[Source data Boundary: Start]
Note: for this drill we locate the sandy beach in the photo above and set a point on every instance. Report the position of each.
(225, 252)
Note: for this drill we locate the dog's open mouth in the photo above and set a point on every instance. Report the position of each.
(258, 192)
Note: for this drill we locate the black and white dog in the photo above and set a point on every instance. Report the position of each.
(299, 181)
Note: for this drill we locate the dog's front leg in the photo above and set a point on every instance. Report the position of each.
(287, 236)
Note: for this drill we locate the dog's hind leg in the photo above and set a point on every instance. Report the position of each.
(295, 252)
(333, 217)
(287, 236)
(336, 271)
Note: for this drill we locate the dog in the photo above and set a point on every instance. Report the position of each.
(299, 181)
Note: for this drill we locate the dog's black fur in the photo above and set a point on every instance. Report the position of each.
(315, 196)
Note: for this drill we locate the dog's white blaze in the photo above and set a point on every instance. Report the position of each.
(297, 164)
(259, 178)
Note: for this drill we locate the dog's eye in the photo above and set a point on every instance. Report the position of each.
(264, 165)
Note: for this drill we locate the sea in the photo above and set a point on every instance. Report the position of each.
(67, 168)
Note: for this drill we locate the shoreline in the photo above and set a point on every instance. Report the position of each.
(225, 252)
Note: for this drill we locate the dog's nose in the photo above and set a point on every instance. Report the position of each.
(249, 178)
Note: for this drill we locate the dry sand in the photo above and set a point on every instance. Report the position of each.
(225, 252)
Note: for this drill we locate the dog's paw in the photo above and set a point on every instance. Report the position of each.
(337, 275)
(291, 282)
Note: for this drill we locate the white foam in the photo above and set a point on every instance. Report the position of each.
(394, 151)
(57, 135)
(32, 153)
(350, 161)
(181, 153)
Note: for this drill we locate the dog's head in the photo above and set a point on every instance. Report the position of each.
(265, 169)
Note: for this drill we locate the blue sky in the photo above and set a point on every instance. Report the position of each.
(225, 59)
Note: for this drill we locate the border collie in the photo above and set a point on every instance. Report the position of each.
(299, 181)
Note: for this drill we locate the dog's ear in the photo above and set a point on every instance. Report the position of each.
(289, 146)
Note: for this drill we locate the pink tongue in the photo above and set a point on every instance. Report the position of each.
[Source data Boundary: End]
◆ What you need to do ◆
Write each entry out again, exactly as it reads above.

◆ Written response ◆
Note: for this drill we locate the sandy beach in the photo above and set a point on every instance. Report the position of each.
(225, 252)
Note: for this drill we locate the dog's open mouth in the photo above and set a point on every instance. Report the position of each.
(258, 192)
Note: for this drill we locate the black and white dog in the photo above and set a point on every instance. Report the position of each.
(299, 181)
Note: for this drill we locate the dog's front leg in the photo above and set a point on every instance. Report the position of each.
(287, 236)
Note: for this drill we locate the dog's hind leg in the photo above and set a point on every instance. Report the position of each.
(295, 252)
(333, 217)
(287, 236)
(336, 271)
Note: for this drill we locate the dog in the photo above and set a point on every instance. Report the position of each.
(299, 181)
Note: for this drill we locate the dog's black fur in the photo above and set a point on every instance. Report the position of each.
(315, 196)
Note: for this drill we locate the dog's white blaze in the photo above and set a point on every instance. Report the position of each.
(297, 164)
(259, 178)
Note: for this drill we locate the dog's eye in the photo above and set a point on every instance. Report the position of each.
(264, 165)
Note: for this drill we locate the sea in the photo above and set a point on every instance. Report the position of each.
(67, 168)
Note: for this drill we locate the shoreline in the photo above and set a point on every instance. Report the position of each.
(225, 252)
Note: for this drill we locate the dog's nose in the photo above and set a point on every instance. Report the position of each.
(249, 178)
Note: for this drill we locate the dry sand in the photo above and set a point on every instance. Report the position of each.
(225, 252)
Note: for this drill we locate the dog's paw in the photo above and set a point on every instance. Report the position of each.
(337, 275)
(291, 282)
Note: for this drill we locate the white foam in the photo above and set a point on every instance. Report the position of each.
(394, 151)
(57, 135)
(32, 153)
(350, 161)
(181, 153)
Note: for this drill we locate the dog's head in the photo above and set a point on every instance. Report the position of each.
(265, 169)
Note: for this drill we locate the blue sky in the photo above and set a point on every instance. Report the position of each.
(225, 59)
Note: for this drill we locate the border collie in the photo above and set a point on every instance. Report the position of each.
(299, 181)
Note: for this drill we locate the dog's ear in the photo above and set a point on every instance. Report the position of each.
(289, 146)
Note: for this drill we locate the pink tongue in the photo above and set a point on every instance. Report the position of each.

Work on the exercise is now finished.